*** TASK MATERIAL Section Begins ***
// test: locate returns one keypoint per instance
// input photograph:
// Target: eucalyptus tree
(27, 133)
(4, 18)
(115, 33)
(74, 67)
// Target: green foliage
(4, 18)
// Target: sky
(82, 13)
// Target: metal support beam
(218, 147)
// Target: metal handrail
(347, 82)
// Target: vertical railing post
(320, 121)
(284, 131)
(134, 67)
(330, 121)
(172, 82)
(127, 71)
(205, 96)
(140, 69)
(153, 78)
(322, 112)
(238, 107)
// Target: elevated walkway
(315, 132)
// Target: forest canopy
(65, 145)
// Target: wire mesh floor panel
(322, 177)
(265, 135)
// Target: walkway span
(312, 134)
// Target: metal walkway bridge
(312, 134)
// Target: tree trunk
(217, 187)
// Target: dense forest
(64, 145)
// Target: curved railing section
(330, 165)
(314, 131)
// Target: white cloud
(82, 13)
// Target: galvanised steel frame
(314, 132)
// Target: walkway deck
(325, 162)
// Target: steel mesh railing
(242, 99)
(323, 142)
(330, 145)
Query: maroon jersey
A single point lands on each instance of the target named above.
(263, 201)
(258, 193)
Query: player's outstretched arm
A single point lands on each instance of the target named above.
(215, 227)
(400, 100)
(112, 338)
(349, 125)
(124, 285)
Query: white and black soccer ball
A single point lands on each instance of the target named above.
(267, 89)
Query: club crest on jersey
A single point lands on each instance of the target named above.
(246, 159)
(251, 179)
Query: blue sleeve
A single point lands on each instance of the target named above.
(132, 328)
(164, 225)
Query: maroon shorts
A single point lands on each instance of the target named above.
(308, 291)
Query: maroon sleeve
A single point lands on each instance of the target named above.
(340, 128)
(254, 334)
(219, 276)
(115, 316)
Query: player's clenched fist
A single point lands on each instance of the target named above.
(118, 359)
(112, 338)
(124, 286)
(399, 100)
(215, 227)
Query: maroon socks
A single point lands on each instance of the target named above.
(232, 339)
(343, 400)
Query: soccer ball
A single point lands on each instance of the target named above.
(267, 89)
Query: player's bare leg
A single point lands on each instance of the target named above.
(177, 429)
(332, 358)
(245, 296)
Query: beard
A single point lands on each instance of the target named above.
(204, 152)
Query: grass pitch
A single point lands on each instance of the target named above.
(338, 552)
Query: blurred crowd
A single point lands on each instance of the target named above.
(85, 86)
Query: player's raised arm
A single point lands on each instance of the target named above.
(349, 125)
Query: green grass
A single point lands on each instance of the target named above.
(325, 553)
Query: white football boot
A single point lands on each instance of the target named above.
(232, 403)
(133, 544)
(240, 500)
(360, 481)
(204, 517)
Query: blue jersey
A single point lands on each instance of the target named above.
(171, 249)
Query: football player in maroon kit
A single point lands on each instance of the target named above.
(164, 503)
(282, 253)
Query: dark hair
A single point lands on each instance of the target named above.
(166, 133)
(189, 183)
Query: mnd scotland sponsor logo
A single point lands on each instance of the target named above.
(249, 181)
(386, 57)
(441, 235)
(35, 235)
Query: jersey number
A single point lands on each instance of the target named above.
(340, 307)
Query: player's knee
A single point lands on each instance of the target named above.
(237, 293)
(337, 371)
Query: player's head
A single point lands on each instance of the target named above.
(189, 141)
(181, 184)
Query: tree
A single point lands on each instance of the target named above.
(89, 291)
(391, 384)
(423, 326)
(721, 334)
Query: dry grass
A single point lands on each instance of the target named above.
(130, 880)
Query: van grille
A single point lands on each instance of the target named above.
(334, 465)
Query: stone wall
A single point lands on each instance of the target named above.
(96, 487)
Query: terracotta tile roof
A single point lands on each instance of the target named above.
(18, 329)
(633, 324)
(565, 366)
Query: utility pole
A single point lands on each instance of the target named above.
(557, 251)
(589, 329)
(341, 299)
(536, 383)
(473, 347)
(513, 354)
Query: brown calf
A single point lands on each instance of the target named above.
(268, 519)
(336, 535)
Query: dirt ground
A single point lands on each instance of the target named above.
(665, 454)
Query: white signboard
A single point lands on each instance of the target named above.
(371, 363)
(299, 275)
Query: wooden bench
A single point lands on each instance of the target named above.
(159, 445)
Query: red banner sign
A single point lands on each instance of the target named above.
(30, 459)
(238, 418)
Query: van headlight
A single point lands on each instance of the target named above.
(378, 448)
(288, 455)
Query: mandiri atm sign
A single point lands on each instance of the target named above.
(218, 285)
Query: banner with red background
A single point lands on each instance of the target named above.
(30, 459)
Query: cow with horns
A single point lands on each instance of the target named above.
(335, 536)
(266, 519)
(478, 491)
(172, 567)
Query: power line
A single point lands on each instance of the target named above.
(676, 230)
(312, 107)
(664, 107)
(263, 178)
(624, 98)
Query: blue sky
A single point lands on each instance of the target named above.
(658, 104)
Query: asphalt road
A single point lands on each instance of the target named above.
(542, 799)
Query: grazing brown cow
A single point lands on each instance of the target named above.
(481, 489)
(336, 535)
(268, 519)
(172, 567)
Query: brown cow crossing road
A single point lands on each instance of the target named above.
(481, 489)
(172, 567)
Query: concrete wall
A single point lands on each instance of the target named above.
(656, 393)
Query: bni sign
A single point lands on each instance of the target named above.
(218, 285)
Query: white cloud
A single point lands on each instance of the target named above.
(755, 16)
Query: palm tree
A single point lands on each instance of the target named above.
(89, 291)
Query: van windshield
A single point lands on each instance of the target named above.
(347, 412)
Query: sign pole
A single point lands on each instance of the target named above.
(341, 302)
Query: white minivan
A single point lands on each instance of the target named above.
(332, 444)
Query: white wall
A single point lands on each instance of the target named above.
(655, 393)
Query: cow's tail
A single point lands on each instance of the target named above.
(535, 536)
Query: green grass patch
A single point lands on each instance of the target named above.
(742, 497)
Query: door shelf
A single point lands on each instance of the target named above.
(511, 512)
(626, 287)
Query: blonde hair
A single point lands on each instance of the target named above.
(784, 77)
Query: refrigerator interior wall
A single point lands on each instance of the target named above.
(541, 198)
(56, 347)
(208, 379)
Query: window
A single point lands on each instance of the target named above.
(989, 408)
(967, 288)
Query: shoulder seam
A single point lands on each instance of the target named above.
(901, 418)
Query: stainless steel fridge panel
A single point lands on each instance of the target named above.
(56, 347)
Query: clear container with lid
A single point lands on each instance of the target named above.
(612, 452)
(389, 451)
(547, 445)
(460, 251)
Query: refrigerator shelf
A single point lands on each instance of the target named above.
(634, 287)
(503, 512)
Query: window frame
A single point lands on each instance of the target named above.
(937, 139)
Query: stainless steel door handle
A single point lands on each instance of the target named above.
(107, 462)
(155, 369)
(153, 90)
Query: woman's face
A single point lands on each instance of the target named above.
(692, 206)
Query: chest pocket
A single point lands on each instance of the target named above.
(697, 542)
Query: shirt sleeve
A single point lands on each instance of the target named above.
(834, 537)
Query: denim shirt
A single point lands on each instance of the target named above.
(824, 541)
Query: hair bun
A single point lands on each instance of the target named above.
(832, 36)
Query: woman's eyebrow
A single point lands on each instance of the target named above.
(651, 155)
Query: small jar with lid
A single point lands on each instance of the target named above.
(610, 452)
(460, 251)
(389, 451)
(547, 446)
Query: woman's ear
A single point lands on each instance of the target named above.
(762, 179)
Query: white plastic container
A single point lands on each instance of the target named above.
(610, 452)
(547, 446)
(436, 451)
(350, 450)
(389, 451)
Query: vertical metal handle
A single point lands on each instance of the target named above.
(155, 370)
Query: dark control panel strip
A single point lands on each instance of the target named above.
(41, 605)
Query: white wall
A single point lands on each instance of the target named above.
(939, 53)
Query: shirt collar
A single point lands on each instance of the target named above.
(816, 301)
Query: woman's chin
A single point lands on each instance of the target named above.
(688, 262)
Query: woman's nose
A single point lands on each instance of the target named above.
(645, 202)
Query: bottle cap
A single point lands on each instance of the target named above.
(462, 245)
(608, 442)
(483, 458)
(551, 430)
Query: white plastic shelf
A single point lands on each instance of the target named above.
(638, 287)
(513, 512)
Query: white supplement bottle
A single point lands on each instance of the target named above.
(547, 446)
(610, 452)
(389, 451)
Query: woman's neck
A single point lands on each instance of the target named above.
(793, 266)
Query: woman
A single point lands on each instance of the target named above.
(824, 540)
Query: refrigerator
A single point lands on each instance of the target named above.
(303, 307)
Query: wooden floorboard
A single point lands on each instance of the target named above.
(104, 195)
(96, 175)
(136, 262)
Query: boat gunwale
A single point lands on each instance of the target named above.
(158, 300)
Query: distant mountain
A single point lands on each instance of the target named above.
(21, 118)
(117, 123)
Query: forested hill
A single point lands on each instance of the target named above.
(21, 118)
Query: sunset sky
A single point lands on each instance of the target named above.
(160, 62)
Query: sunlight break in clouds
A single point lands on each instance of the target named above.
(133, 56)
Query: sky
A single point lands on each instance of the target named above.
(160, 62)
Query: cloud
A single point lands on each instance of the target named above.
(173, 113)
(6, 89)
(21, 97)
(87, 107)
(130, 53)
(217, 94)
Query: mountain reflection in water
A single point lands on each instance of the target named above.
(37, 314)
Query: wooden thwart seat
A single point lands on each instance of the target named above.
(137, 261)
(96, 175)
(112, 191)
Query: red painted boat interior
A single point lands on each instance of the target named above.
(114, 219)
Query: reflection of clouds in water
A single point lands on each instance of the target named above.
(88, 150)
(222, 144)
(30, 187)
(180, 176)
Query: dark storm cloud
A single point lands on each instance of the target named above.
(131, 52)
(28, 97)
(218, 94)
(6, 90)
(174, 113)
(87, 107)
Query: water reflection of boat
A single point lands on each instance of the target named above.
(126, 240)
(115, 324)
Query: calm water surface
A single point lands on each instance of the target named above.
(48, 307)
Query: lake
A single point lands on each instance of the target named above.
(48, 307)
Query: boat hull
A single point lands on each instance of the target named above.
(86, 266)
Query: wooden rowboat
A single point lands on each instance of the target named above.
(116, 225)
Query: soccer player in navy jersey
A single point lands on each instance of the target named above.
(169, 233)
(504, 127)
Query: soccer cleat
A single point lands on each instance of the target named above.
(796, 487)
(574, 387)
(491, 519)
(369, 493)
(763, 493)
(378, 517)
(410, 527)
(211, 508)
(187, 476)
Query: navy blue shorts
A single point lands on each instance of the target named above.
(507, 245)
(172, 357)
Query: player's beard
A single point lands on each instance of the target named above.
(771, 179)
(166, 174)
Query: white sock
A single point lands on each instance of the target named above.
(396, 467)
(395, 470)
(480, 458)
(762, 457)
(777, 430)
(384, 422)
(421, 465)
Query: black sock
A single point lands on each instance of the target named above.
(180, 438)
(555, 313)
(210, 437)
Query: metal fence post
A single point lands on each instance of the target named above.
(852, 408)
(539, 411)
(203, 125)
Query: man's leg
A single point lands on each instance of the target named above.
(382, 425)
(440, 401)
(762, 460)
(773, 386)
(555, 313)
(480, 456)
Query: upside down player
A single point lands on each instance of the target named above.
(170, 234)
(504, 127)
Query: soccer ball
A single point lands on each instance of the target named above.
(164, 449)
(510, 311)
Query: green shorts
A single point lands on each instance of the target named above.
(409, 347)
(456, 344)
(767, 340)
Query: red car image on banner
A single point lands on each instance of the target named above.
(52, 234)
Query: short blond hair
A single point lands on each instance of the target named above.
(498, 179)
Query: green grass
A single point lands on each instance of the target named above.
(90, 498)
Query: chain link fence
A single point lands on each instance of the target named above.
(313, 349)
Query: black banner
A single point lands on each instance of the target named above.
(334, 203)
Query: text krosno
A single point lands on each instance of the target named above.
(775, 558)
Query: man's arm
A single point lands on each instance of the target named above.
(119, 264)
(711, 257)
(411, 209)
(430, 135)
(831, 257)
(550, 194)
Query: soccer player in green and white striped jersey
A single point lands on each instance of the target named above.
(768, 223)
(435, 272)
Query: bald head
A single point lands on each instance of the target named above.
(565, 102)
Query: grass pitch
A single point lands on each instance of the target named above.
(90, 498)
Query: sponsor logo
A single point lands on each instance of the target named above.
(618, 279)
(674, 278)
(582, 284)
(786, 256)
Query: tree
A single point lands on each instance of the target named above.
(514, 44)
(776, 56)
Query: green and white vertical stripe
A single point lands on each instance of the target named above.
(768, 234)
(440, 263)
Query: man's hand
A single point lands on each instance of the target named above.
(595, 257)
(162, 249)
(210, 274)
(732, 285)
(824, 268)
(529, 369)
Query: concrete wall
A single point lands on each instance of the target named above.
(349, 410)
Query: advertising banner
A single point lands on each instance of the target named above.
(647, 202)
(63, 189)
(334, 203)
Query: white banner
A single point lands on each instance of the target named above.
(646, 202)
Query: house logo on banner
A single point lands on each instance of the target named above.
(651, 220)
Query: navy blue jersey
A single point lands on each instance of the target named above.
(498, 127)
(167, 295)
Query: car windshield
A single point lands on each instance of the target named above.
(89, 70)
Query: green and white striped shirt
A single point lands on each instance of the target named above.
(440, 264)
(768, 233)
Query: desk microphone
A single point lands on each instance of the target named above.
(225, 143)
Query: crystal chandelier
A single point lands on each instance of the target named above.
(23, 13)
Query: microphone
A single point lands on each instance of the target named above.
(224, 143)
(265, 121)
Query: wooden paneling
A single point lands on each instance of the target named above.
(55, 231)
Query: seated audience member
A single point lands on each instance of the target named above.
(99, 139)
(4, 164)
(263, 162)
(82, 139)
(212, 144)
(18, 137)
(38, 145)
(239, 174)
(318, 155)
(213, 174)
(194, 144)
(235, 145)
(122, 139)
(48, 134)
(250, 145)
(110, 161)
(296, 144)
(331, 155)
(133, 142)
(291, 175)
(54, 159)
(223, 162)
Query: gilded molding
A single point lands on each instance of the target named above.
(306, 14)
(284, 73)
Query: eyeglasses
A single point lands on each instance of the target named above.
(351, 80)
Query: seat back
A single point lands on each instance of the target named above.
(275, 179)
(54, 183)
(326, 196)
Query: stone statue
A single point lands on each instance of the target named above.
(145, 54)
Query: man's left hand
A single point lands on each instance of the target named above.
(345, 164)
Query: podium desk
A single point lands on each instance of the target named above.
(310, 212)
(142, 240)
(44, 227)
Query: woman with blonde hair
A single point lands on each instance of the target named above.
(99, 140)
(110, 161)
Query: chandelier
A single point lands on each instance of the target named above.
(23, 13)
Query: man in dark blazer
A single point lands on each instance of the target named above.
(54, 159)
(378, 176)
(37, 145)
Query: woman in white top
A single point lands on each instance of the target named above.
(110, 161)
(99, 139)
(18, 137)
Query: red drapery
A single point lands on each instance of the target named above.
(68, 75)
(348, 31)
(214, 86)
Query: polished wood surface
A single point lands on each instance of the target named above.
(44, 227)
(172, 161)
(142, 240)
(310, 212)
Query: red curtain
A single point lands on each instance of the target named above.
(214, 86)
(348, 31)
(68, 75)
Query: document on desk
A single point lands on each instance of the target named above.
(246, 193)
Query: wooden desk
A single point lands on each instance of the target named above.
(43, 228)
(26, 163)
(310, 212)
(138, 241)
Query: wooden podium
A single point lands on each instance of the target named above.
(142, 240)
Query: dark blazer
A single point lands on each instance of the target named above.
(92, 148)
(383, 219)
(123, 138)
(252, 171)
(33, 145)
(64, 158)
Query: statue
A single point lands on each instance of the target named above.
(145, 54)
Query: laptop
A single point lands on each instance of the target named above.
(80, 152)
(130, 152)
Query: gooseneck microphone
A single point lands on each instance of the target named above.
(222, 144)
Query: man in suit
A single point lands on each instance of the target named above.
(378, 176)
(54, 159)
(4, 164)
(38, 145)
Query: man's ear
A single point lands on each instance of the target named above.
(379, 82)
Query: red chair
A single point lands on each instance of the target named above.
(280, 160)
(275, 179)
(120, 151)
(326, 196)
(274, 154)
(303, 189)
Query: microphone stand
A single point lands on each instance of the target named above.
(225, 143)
*** TASK MATERIAL Section Ends ***
• TASK ITEM: The answer should be one number, the count of lines in the data that include the string "sponsor".

• ANSWER SECTION: 2